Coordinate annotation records
++++

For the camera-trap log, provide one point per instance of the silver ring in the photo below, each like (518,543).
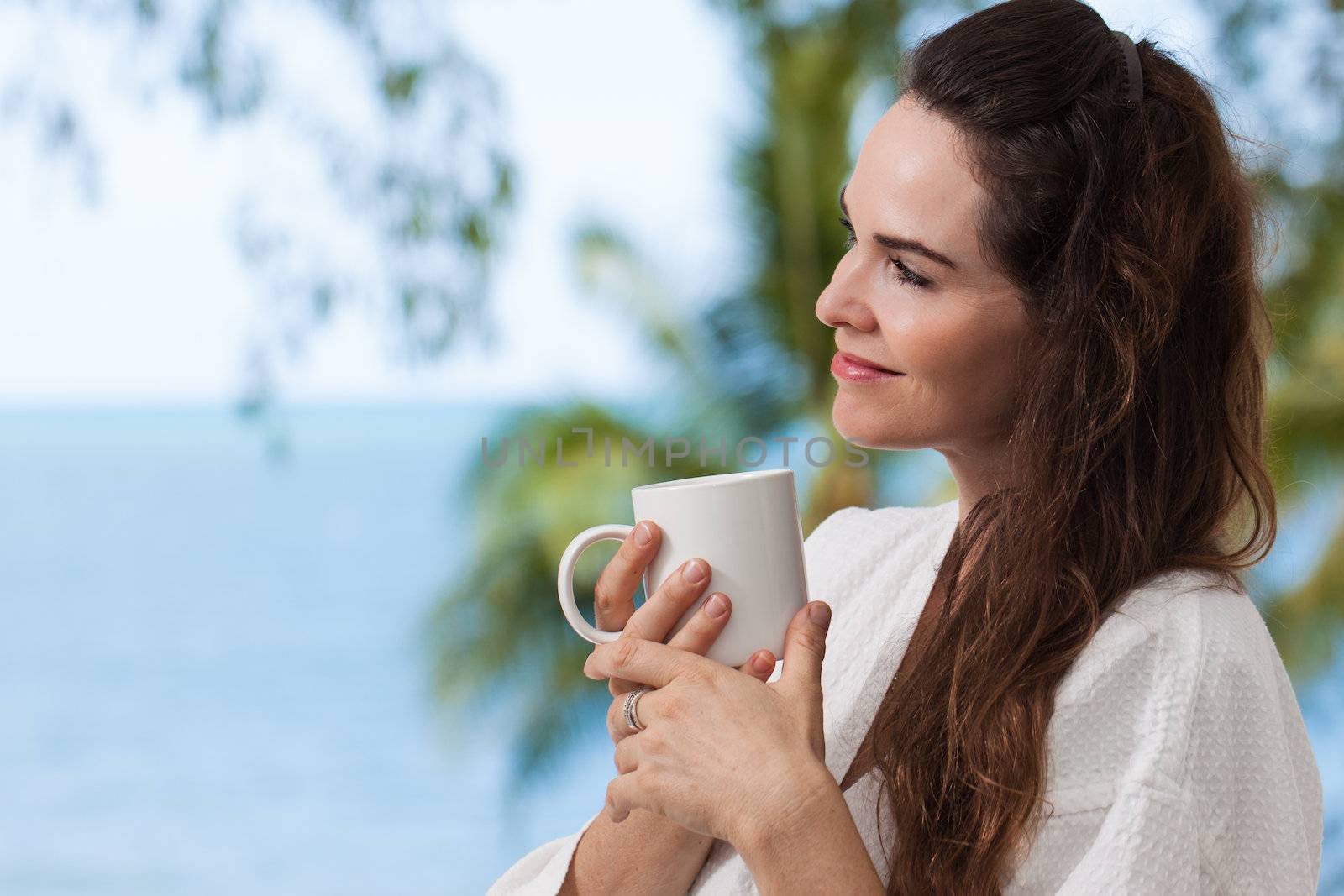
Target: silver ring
(632,718)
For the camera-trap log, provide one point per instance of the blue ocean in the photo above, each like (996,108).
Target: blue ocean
(210,671)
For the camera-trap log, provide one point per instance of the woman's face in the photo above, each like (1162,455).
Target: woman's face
(948,324)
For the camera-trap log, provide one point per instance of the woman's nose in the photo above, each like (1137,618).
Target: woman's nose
(843,301)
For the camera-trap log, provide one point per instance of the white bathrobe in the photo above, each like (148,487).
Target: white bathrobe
(1178,757)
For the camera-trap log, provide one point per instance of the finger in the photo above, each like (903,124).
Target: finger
(705,625)
(648,663)
(616,726)
(759,665)
(656,617)
(806,647)
(669,602)
(613,597)
(627,755)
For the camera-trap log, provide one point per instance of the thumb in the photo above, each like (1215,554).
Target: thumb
(806,647)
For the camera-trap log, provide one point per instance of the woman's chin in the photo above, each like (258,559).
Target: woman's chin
(855,425)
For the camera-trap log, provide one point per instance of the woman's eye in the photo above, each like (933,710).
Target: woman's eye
(907,275)
(904,273)
(850,241)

++++

▶ **CHALLENGE**
Return exactly, and only, the line containing "each like (996,108)." and every line after it through the end of the material.

▶ **RESULT OF THE TASK**
For the camera-trap log, provide one point per instance of the blue ocean in the photo above, each like (996,108).
Target: blue ocean
(210,671)
For the camera-trap log, provide one point per instance of the woman's face in the photo above, each like (1162,455).
Target: woman's face
(948,324)
For the camera-trap log, provide one point per instance of the woman's nose in the photo above, each like (1137,618).
Target: woman's nose
(843,301)
For the camera-trap log, provide one point per instance of the white bathrobe in the photo above, each like (148,487).
Target: white bathrobe
(1178,757)
For the camera-trap log, provide one point per instance of the finger in the photo above, each like (903,124).
Target: finger
(705,625)
(648,663)
(616,726)
(759,665)
(656,617)
(806,647)
(669,602)
(613,597)
(627,755)
For the camera-trap log, provide one point per instance of the thumb in the photo above, each like (1215,554).
Target: thumb
(806,647)
For the camera-trap log, provide one point per instance of the woman's chin in the photo above, each like (258,559).
Target: woman's chin
(855,425)
For the camera-trap log, provide one point per instance of the woman's eye in the photo above, each like (933,710).
Target: woman's eye
(907,275)
(904,273)
(850,241)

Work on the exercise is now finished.